# What you will do
Copy, word for word, the opening line of the data and each line after it until the line that contains "box: [469, 37, 478, 90]", which is included. Leave the pictures out.

╭─ Data for this task

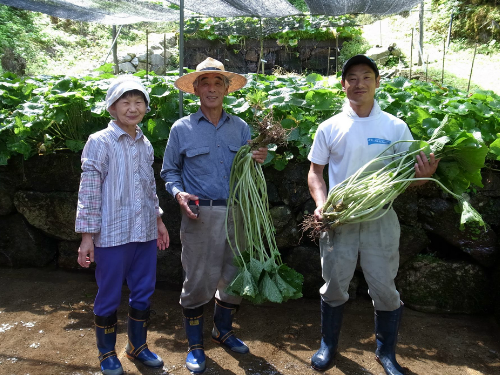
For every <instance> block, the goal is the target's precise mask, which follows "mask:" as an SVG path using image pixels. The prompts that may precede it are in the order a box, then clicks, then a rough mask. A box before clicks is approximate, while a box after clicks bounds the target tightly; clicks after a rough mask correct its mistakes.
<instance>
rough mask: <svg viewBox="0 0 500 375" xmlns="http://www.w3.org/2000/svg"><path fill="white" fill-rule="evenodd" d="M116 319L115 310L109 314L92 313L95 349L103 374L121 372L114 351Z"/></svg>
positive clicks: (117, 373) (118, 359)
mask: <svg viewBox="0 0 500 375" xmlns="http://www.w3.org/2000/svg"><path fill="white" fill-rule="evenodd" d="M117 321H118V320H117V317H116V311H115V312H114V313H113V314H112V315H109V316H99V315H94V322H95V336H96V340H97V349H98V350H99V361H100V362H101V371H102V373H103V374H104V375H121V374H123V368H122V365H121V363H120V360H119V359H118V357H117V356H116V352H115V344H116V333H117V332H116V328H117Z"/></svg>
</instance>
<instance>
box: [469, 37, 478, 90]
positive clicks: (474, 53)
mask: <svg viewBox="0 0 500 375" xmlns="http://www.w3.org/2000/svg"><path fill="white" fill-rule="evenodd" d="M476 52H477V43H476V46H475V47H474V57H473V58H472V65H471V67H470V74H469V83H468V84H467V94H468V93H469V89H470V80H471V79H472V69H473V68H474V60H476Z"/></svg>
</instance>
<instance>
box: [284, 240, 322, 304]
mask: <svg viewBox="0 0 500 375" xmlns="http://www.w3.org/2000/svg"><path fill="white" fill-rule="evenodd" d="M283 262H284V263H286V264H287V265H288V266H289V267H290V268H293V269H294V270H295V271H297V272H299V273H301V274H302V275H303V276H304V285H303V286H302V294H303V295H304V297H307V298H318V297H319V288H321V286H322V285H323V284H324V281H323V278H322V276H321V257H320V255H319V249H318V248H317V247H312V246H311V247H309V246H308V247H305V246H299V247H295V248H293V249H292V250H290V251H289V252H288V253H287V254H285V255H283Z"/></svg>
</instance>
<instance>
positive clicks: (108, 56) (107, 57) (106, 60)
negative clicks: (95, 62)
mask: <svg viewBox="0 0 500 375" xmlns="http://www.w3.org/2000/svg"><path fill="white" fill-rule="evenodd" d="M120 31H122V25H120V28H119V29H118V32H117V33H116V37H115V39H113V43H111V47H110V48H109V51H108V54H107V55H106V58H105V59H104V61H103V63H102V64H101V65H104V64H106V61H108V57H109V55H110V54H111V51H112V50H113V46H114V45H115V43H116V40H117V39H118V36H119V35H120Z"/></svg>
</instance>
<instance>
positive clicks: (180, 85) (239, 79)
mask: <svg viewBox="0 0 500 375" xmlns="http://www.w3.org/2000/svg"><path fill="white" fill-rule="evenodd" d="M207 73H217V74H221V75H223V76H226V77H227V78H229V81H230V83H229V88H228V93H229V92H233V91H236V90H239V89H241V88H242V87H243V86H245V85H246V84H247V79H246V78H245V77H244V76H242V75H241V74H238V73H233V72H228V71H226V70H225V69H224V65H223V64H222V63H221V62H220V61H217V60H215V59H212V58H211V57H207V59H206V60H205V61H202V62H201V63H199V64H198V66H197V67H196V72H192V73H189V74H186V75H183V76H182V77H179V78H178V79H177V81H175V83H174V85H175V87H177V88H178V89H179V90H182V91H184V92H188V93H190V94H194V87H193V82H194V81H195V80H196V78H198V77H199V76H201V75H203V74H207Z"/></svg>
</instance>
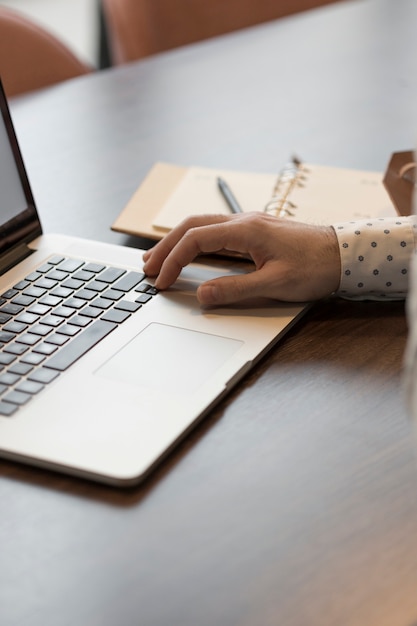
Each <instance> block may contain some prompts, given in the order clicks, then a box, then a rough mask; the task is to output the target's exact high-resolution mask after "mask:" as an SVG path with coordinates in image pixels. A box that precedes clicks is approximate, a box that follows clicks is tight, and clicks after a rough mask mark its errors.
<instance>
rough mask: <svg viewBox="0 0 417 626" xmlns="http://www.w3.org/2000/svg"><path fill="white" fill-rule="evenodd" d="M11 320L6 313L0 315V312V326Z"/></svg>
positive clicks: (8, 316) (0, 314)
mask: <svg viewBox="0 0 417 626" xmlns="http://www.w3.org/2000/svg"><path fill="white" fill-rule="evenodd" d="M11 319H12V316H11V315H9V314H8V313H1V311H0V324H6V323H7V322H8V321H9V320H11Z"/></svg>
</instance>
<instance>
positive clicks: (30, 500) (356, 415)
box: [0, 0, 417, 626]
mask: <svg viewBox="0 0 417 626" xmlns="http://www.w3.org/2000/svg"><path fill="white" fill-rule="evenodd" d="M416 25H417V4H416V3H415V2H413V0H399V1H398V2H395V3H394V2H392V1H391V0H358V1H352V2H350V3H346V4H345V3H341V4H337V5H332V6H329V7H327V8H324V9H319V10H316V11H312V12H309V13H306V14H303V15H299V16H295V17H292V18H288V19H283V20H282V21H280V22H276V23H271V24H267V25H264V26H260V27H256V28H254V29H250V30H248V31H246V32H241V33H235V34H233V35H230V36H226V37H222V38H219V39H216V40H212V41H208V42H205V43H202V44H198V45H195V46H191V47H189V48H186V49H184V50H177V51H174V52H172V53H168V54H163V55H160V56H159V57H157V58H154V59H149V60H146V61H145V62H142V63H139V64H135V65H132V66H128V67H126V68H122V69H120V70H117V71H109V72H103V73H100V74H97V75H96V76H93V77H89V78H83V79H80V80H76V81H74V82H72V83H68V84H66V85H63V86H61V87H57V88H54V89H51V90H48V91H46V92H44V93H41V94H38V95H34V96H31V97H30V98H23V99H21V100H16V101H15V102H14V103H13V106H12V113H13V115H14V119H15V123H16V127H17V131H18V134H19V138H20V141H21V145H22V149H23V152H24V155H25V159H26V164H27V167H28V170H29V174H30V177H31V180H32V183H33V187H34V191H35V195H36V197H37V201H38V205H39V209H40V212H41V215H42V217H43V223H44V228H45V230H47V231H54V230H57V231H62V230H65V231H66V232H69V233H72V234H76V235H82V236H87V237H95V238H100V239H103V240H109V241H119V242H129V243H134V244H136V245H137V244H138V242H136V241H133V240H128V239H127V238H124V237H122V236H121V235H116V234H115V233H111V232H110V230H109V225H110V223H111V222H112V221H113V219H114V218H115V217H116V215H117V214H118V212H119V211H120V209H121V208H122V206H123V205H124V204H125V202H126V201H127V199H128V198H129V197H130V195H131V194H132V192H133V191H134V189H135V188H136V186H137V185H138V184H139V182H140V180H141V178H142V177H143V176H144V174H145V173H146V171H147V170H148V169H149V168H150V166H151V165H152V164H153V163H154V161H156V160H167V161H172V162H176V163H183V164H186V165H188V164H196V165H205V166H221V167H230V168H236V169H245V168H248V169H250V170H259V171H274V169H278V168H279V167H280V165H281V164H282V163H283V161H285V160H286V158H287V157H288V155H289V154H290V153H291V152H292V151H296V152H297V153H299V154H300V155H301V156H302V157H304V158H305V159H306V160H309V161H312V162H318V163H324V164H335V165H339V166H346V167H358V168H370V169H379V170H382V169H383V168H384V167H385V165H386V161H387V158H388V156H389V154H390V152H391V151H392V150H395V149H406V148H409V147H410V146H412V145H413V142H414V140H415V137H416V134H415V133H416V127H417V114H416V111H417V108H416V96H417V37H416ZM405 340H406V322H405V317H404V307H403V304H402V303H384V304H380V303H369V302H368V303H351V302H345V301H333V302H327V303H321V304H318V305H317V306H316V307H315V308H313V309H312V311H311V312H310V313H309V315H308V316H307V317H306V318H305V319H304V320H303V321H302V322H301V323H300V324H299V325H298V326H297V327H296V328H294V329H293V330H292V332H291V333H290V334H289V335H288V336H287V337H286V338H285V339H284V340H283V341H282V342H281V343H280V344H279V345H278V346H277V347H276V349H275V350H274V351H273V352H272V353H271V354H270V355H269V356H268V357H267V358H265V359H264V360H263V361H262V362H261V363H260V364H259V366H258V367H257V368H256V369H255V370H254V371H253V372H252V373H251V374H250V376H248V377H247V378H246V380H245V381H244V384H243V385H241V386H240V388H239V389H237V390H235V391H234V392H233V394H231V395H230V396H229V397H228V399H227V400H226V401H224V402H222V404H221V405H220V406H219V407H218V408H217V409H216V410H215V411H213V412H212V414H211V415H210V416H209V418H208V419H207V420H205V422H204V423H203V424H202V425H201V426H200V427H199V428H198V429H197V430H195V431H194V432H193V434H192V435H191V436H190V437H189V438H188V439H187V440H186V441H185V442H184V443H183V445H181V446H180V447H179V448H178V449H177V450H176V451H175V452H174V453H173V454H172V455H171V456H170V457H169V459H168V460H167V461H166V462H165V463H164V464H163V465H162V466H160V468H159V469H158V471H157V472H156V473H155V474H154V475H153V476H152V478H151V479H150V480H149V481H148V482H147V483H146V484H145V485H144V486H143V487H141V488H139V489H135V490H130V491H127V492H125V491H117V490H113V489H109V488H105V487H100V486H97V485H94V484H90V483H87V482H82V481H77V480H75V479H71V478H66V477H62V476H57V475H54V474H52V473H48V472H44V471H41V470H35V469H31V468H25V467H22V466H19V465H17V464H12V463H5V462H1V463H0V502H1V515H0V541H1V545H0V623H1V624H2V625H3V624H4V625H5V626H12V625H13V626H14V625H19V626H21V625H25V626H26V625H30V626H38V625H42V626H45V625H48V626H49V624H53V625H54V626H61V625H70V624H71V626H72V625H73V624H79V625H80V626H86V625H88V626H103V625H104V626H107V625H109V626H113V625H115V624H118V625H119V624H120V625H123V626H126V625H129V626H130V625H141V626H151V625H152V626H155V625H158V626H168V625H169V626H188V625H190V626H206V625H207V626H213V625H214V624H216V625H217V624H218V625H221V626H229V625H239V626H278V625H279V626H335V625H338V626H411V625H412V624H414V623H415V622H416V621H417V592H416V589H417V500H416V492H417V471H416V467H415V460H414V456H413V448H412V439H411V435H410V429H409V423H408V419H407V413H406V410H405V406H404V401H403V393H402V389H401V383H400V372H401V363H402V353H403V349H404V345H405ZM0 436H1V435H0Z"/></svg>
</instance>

╰─

# Finished task
For every <instance> block, the goal is the target's precise mask, which follows "mask:" as an SVG path using image pixels. The prompts that may precede it are in the order a box, then clicks, then a rough mask. A box before clicks is approximate, while a box after clicks bounds the target tightly; clicks after a rough mask correct its mistakes.
<instance>
rough mask: <svg viewBox="0 0 500 375" xmlns="http://www.w3.org/2000/svg"><path fill="white" fill-rule="evenodd" d="M116 319L115 310L109 314L92 313L95 349L103 374L121 372L114 351Z"/></svg>
positive clicks: (117, 373) (118, 359)
mask: <svg viewBox="0 0 500 375" xmlns="http://www.w3.org/2000/svg"><path fill="white" fill-rule="evenodd" d="M117 321H118V320H117V317H116V311H115V312H114V313H113V314H112V315H109V316H99V315H94V322H95V336H96V340H97V349H98V350H99V361H100V362H101V371H102V373H103V374H104V375H121V374H123V368H122V365H121V363H120V360H119V359H118V357H117V356H116V352H115V344H116V333H117V332H116V328H117Z"/></svg>
</instance>
<instance>
box: [469, 37, 478, 90]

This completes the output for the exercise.